- _Problem to solve_:
Go through the data line by line. Copy each one holding the string "street".

- _Provided information_:
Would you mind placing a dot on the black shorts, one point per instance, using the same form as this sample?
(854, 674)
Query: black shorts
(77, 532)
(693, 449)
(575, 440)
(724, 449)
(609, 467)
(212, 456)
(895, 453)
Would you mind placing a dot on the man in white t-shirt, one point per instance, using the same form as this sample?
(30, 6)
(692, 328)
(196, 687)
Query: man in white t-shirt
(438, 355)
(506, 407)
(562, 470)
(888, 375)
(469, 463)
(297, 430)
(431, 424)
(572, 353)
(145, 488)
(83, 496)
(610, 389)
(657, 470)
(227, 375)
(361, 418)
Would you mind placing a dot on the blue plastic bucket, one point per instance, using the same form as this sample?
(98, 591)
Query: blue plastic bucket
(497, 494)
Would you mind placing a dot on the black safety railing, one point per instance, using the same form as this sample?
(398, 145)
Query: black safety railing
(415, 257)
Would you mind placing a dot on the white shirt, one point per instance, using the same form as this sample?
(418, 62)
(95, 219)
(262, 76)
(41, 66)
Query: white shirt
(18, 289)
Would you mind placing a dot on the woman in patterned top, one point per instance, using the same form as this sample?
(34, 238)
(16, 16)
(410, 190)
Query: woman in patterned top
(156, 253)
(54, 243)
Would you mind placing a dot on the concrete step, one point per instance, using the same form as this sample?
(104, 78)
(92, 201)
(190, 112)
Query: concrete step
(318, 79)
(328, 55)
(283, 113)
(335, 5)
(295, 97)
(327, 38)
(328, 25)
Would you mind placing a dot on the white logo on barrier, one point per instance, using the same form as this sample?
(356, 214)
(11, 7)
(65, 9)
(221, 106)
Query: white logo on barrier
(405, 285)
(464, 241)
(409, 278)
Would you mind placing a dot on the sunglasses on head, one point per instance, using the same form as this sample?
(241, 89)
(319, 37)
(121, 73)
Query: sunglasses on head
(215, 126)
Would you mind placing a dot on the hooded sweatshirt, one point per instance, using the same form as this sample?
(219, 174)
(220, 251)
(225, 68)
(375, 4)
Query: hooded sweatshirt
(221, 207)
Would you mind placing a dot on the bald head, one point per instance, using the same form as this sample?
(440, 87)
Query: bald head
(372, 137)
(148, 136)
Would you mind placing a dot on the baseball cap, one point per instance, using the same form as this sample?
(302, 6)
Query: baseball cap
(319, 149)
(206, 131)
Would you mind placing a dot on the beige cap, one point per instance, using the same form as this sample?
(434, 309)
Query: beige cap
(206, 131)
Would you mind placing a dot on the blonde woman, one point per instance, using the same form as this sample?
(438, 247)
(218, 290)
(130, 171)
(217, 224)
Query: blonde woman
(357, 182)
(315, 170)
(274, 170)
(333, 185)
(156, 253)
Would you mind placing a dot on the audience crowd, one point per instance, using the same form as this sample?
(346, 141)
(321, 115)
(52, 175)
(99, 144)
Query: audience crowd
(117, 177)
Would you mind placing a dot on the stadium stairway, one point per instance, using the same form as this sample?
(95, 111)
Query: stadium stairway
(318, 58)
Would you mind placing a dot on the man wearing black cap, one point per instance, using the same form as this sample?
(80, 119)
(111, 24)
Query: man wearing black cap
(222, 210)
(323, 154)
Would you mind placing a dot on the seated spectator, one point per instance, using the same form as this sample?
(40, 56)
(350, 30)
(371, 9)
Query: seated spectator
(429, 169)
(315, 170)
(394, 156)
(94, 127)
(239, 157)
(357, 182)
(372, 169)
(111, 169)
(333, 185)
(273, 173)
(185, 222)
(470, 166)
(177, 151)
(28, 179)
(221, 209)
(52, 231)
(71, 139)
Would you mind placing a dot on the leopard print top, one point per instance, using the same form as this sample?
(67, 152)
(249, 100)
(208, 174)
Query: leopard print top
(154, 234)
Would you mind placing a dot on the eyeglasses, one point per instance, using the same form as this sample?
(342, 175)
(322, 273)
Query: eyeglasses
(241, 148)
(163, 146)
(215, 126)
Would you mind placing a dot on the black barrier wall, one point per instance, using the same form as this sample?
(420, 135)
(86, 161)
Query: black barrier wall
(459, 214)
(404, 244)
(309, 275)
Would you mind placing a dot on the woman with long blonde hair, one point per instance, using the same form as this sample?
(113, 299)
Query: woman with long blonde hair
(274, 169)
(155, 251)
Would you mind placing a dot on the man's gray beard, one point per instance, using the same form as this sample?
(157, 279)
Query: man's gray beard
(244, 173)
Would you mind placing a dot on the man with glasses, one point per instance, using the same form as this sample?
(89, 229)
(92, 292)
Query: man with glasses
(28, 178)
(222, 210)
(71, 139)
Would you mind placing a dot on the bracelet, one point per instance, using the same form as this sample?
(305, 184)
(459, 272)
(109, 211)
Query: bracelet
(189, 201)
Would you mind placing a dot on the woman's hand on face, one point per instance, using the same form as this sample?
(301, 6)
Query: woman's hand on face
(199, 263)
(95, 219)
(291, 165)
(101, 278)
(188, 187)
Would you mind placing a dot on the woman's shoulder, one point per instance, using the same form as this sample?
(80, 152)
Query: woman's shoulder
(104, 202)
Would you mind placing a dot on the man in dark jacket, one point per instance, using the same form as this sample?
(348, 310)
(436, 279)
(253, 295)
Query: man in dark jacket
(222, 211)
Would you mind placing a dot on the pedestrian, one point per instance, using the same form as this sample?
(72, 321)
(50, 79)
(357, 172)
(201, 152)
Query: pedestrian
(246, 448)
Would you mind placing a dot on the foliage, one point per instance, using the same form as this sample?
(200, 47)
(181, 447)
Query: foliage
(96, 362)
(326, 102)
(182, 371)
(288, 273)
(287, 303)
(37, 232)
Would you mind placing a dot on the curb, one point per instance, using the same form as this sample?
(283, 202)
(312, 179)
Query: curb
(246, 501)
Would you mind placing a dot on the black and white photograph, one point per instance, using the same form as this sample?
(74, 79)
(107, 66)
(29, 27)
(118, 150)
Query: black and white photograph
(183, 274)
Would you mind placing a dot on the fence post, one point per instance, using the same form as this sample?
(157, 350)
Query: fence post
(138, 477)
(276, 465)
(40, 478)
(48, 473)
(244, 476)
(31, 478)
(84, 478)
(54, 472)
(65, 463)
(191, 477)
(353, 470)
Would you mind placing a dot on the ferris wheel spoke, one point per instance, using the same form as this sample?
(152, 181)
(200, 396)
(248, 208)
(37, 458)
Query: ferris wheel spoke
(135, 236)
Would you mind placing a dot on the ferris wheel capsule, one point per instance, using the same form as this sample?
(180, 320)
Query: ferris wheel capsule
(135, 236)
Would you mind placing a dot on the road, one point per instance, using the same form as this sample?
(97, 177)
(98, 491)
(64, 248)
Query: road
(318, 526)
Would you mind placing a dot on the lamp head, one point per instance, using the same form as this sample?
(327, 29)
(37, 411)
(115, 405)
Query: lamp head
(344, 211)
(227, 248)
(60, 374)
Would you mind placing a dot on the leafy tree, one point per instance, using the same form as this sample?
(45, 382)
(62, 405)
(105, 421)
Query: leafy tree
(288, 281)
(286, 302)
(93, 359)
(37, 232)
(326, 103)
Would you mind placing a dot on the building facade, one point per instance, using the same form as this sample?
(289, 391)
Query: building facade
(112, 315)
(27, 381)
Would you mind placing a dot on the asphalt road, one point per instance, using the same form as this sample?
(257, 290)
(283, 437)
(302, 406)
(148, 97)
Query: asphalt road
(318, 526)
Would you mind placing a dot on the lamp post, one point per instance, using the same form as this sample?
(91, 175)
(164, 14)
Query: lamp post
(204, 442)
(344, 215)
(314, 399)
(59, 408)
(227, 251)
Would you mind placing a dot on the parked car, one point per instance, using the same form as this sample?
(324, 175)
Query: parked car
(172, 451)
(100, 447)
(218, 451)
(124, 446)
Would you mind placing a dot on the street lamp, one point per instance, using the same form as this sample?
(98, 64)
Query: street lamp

- _Finished task_:
Would you mind placing a dot on the street lamp, one point per instance, using the same form as this sample?
Query: street lamp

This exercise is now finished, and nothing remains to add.